_Work instructions:_
1. In the passage about the Saturday Night Live appearance, by how many hours was the University of Florida concert moved up?
2. Reproduce the passage about the Saturday Night Live appearance from "And so they fought because" to "all over again.".

_Text shown:_
--*--

The premise of the appearance he would not make was to be an explanation of why he had been bumped from the previous week’s show and a personal attack on Ebersol—and because it was such a straightforward piece, a monologue, he would not have to be part of the pre-broadcast dress rehearsal that evening, which was a good thing because he would actually be in Gainesville, Florida, at that
time, performing an actual concert—a makeup date, really—at the University of Florida. To accommodate the
Saturday Night Live
scheme, the concert had been moved up two hours, after which he would speed to the airport and fly directly to New York so as to be present when he was cut from the show and therefore assault Ebersol outside the studio as the audience filed toward the elevators after one
A.M.
and thus ignite gossip and scandal. None of this would be known to anyone except Ebersol and Tischler and writers Blaustein and Sheffield and director Davey Wilson. Later, Ebersol would tell Kay Gardella of the New York
Daily News
why he had bumped Andy and his monologue—“He handed me three handwritten pages he planned to do that [were] not only unfunny but also belligerent. Frankly, I felt betrayed. I made my mind up that he was not going on.”
And so they fought because he had been cut
twice in a row;
and so they fought in the hallway by the makeup room—“Andy comes out of this makeup room and accosts me,” said Ebersol. “Starts screaming at me because I had fucked him and I owed it to him as a friend to put him back on the show. It got worse and worse and I was taking it, but he was good enough to start actually making me angrier and angrier. Finally, I turned my back on him. He never stopped screaming.” Said Blaustein, “It was great theater, totally believable. Everyone was sort of spellbound—the audience, the staff and crew that were milling around.”
It was happening all over again.
And none of it was televised.

--*--

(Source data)
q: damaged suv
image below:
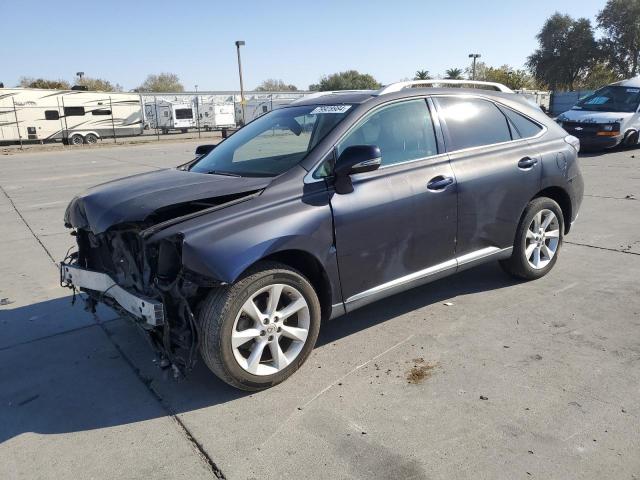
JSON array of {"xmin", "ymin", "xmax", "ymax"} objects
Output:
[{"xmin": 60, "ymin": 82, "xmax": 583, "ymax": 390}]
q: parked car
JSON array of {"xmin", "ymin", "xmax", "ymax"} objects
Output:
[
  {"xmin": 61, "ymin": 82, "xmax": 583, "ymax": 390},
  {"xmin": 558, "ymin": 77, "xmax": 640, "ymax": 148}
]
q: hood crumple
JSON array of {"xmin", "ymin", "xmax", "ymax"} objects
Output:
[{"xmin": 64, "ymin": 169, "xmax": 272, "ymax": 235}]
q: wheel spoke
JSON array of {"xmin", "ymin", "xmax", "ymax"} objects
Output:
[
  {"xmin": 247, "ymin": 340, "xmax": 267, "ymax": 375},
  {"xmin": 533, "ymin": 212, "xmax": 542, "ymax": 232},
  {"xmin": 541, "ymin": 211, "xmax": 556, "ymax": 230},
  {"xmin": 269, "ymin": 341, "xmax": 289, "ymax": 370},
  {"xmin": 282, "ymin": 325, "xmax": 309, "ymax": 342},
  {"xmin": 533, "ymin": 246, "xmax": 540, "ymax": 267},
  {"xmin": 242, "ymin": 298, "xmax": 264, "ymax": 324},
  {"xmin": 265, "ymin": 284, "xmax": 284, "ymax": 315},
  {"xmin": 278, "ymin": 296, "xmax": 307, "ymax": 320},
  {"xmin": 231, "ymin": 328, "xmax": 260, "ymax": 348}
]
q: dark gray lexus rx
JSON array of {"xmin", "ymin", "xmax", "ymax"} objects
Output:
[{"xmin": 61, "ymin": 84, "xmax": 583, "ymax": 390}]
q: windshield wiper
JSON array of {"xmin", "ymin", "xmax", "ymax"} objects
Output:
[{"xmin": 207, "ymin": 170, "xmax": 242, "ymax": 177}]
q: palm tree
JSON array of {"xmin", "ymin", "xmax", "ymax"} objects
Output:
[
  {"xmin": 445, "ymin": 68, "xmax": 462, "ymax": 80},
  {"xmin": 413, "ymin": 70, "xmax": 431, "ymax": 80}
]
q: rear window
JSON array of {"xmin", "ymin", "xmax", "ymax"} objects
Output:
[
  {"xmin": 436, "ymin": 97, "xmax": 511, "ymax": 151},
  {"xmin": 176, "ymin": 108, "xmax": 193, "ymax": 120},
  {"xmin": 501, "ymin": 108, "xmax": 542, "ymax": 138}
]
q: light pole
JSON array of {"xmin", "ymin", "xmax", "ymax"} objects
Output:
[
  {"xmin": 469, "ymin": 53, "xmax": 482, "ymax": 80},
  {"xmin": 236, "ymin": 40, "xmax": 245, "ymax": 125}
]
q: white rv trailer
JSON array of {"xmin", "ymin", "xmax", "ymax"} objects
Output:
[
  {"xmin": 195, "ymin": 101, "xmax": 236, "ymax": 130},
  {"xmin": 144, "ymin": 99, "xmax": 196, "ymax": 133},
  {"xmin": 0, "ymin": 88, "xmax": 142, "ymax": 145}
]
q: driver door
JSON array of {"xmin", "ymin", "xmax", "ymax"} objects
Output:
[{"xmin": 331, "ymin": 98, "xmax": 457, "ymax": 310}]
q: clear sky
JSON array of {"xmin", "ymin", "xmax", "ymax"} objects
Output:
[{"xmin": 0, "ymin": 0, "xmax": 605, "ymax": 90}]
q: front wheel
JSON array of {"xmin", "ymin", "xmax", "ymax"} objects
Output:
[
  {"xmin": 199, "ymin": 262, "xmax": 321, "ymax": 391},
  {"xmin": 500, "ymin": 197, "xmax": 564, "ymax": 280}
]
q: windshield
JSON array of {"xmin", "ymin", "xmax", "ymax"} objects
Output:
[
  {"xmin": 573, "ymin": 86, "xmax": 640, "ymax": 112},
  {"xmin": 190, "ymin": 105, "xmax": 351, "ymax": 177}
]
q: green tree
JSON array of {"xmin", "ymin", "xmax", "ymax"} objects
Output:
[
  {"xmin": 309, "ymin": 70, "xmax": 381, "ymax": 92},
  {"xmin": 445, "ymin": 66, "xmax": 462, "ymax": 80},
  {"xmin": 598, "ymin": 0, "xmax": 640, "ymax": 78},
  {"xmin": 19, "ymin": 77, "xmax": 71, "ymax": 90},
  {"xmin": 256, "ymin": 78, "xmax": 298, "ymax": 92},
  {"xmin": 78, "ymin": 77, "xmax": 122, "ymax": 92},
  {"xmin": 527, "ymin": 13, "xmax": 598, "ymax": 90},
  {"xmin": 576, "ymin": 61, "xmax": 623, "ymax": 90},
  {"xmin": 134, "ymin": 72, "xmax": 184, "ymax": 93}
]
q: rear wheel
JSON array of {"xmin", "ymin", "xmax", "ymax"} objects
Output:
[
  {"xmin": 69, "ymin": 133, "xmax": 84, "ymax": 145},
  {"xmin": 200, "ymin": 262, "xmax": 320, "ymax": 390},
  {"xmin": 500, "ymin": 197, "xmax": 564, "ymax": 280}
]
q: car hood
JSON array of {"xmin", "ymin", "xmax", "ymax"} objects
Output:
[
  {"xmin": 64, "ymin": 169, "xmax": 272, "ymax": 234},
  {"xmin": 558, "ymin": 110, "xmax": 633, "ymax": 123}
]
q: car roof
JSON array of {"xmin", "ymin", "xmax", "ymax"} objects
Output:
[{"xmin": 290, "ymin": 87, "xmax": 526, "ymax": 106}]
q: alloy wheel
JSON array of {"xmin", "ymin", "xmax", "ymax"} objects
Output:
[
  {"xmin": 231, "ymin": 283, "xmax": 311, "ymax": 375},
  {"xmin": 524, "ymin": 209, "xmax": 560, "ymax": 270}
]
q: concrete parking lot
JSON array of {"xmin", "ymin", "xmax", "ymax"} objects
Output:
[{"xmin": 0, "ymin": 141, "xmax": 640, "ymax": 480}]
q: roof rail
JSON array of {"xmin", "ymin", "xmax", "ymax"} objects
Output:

--*--

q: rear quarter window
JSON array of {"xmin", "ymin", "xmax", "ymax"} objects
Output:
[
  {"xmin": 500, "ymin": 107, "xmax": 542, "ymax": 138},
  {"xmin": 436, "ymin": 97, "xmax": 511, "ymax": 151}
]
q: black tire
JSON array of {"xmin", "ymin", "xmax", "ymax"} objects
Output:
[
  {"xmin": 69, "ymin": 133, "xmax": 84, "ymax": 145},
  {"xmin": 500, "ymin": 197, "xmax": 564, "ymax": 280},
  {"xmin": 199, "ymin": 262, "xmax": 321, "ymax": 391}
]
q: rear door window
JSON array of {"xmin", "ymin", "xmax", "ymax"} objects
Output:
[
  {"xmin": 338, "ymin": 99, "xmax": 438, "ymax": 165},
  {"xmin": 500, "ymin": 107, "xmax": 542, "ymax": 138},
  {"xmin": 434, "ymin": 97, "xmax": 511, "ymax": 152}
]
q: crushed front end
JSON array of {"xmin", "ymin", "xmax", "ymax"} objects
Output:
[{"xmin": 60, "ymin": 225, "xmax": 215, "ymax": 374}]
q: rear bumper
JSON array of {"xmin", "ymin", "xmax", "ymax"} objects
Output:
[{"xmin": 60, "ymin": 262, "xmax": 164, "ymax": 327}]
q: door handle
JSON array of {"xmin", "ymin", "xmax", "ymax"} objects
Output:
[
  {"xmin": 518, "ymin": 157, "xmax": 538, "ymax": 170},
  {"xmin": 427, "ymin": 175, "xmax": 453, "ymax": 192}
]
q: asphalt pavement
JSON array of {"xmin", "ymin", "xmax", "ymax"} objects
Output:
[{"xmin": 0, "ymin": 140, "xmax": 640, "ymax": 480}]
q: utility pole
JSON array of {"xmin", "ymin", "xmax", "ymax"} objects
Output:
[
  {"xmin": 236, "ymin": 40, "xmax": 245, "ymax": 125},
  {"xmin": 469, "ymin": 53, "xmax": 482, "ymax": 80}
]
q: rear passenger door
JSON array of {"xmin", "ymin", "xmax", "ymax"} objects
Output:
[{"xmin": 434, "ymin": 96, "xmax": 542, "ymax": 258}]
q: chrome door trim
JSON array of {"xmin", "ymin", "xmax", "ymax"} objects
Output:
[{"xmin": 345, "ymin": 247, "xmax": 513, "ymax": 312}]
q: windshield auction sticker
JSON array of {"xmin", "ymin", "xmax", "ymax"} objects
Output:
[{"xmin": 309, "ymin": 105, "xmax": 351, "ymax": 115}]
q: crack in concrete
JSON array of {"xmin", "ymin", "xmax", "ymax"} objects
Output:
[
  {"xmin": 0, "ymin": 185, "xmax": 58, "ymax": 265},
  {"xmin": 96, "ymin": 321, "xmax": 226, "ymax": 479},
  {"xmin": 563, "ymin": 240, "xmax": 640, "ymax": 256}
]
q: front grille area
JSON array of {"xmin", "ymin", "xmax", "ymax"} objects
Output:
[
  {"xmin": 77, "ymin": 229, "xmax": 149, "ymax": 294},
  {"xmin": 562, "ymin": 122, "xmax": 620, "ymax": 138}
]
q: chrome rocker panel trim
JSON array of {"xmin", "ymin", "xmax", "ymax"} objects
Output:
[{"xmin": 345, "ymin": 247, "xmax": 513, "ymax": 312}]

--*--

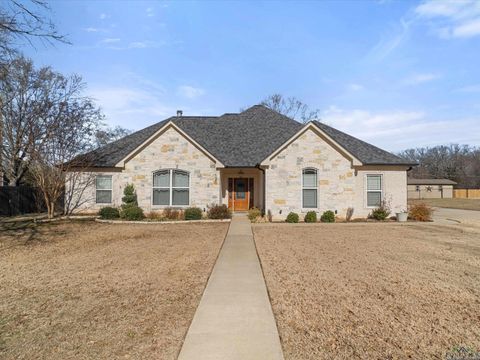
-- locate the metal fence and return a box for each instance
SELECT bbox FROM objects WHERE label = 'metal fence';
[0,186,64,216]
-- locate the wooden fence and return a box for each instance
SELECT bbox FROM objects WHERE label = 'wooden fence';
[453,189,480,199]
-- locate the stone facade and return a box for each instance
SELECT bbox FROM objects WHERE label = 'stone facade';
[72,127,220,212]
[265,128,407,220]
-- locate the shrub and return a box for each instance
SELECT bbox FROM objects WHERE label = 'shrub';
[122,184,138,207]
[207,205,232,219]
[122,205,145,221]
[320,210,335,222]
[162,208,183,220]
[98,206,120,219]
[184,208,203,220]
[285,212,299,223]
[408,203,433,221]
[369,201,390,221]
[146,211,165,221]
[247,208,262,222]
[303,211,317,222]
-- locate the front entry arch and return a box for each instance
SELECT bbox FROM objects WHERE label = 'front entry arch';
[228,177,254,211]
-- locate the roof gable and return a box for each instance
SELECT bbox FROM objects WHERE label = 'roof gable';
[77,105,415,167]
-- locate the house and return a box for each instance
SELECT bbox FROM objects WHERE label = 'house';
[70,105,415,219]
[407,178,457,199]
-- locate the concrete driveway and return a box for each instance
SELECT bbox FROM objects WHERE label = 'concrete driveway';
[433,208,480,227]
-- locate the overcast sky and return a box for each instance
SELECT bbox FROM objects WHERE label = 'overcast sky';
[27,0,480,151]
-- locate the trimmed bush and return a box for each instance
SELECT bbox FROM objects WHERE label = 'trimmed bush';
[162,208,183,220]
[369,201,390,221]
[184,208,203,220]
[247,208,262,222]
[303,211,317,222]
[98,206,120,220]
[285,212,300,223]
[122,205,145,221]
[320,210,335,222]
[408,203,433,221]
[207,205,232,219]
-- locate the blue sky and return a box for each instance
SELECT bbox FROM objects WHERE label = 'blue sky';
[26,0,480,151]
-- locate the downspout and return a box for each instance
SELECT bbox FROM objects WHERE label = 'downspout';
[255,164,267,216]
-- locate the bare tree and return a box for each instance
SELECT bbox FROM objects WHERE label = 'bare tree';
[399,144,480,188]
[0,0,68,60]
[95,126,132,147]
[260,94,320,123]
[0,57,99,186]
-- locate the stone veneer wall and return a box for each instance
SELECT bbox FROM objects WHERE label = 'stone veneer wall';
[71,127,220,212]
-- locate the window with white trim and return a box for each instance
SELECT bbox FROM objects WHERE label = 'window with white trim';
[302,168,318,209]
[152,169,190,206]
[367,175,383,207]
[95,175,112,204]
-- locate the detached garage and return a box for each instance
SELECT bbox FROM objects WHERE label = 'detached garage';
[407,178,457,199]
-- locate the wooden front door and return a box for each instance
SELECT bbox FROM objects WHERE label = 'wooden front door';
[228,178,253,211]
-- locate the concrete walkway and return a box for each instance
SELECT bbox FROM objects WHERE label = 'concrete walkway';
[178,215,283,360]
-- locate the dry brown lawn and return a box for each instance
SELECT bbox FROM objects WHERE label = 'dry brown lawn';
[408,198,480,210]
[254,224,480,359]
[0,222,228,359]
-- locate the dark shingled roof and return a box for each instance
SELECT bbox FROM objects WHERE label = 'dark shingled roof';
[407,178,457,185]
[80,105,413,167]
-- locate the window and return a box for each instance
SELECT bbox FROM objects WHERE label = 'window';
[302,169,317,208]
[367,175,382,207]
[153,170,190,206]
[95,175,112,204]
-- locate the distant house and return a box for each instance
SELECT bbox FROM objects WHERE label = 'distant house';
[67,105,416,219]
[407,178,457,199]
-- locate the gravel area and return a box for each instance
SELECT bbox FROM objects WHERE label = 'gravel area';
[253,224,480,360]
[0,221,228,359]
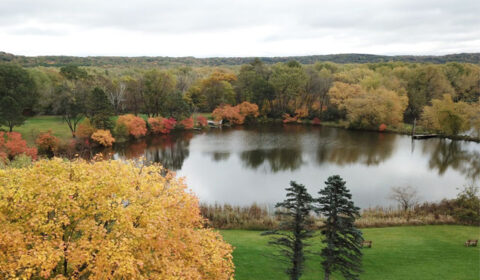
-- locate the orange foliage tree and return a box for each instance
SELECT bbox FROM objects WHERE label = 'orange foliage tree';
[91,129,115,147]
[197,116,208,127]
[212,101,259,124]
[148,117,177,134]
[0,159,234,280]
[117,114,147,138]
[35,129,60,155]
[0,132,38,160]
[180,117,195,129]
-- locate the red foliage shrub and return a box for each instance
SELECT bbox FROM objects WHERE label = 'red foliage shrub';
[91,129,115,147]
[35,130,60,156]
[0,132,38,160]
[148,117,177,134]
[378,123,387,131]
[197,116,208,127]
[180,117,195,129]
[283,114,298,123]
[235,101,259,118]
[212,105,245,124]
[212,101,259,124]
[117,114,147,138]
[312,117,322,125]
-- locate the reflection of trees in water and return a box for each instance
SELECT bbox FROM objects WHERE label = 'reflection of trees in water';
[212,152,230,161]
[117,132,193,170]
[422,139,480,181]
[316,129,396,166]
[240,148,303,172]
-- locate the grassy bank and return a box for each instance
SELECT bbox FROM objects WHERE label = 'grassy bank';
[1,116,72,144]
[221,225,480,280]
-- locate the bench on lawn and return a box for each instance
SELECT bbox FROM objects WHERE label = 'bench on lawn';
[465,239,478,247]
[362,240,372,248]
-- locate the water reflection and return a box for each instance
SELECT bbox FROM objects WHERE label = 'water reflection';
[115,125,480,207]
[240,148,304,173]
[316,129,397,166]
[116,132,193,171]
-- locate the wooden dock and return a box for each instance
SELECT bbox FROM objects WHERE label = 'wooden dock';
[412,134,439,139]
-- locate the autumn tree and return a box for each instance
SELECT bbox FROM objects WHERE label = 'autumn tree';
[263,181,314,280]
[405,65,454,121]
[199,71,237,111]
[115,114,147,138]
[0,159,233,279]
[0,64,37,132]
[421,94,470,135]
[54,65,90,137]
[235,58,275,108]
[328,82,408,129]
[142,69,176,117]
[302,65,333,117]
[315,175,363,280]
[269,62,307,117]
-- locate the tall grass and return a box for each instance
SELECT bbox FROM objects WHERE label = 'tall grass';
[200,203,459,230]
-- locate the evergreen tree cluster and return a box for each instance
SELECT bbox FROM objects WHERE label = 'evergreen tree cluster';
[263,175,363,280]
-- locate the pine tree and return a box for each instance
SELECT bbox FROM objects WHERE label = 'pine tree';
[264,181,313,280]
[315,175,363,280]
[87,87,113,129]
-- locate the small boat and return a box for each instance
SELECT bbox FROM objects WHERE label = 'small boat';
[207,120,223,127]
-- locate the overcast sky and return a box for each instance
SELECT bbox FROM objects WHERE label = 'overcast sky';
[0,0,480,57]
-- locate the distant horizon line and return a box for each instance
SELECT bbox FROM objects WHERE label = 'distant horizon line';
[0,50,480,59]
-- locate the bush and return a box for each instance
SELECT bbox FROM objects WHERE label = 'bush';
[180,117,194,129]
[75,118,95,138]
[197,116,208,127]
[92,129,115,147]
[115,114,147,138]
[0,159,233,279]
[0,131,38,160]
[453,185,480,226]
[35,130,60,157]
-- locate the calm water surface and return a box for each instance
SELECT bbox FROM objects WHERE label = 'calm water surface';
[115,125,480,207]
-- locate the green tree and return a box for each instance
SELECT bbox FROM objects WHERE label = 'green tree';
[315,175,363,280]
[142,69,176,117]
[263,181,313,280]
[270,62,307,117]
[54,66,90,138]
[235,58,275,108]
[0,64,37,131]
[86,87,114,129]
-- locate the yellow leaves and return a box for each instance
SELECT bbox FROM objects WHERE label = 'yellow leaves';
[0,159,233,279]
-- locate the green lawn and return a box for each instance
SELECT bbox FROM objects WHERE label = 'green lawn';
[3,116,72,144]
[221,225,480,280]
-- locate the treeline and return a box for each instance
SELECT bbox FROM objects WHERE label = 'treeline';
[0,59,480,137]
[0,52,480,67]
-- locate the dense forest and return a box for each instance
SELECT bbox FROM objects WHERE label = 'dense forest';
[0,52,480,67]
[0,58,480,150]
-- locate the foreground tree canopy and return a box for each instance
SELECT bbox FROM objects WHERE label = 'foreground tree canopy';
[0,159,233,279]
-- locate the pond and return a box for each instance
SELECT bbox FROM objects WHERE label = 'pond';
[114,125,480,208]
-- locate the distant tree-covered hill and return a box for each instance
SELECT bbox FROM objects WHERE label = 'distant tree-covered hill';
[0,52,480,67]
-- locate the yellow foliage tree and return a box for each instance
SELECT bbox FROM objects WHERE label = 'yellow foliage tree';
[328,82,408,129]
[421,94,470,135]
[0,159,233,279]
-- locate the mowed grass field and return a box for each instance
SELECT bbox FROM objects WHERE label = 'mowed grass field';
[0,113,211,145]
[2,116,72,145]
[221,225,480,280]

--*--

_Answers per task:_
1. Two hours.

2.
And so they fought because he had been cut
twice in a row;
and so they fought in the hallway by the makeup room—“Andy comes out of this makeup room and accosts me,” said Ebersol. “Starts screaming at me because I had fucked him and I owed it to him as a friend to put him back on the show. It got worse and worse and I was taking it, but he was good enough to start actually making me angrier and angrier. Finally, I turned my back on him. He never stopped screaming.” Said Blaustein, “It was great theater, totally believable. Everyone was sort of spellbound—the audience, the staff and crew that were milling around.”
It was happening all over again.